__TEXT__
=== Section Start ===

Which, goes back to the aforementioned document.

 Huddling up

“Change the Morgantown High School Mascot” was launched weeks ago on Change.org, the online activism site.

Type “change.org morgantown high school” in a search engine to sign the petition.

While there, you may also view the mission statement of its founders, a group calling itself, “Students Against the MHS Mascot.”

Morgantown High’s use of such imagery, petition organizers say, is “insensitive and disrespectful” to Native American culture.

 As is the “Mohigan” moniker it uses for its sports teams, they also say.

It calls for the school and community to come up with something different that, its founders say, doesn’t denigrate.

By 8:15 p.m. Thursday, 1,800 people (and counting), had electronically nodded in agreement, by affixing their digital signatures.

The petition is hitting right as sport teams are under intensive scrutiny for their use of Native American names and imagery.

=== Section End ===

__DATA FOR ANALYSIS__
=== Section Start ===

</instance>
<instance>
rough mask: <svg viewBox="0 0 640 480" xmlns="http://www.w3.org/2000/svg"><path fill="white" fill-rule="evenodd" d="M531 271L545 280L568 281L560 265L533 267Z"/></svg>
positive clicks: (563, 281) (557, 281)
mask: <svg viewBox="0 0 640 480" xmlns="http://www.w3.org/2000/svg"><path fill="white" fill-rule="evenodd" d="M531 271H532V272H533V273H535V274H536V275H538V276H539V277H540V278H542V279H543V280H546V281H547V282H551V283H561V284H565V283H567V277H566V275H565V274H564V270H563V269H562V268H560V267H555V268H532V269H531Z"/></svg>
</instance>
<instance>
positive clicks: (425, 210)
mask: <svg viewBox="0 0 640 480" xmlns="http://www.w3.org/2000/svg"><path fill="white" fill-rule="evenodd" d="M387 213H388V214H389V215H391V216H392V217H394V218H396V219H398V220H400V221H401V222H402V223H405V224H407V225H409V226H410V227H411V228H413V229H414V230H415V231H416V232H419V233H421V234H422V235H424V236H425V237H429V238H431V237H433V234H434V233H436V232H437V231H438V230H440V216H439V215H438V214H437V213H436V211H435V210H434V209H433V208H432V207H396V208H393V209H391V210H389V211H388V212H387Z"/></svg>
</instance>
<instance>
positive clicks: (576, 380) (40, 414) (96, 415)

=== Section End ===

__STUDY QUESTIONS__
A: Answer these questions using the article about the Morgantown High School mascot petition.
(i) On which website was the petition launched?
(ii) What name does the group that founded the petition use for itself?
(iii) How many people had signed the petition by 8:15 p.m. Thursday?
B: Pick up the article about the Morgantown High School mascot petition and continue it from its last sentence.

__EXERCISE RESPONSES__
A:
(i) Change.org
(ii) "Students Against the MHS Mascot"
(iii) 1,800

B:
Teams such as the now-former Washington Redskins of the NFL, which is now (temporarily) known as “The Washington Football Team,” before it kicks off its new name and logo after this season.

The decision by its owners to bench the name of the pro franchise in the nation’s capital came earlier this month following weeks of social unrest and racial tension across the U.S. — and that, Bonnie Brown said, was about time.

 Disrespect (highs and lows thereof)

Brown is coordinator of WVU’s Program for Native American Studies.

Historically, she said, teams logically may have meant no ill by choosing “Indian” mascots.

 The Cleveland Indians of Major League Baseball, she said, took their moniker in 1915.

Psychological wounds, though, she said, can’t help but be  inflicted.

T-shirts and banners carried worlds of cultural hurt, she said, with slogans such as “Scalp the Indians,” and the like.

It’s not innocent fun, she said, nor is it the stuff of simple team rivalry.

“They are reducing real people to cartoon imagery,” Brown said.

 “They are degrading sacred traditions related to regalia, symbols of honor, dance, song and rituals.”

 Online protests, and other forms of irony

While people may think “Mohican,” when they hear the name of the MHS mascot, it  was a yearbook, and not Native American culture, that inspired “Mohigan,” according to school lore.

As chronicled in the MHS handbook for parents of student-athletes, the name Mohigan is a mash-up of the yearbook’s name “Morgantown High Annual.”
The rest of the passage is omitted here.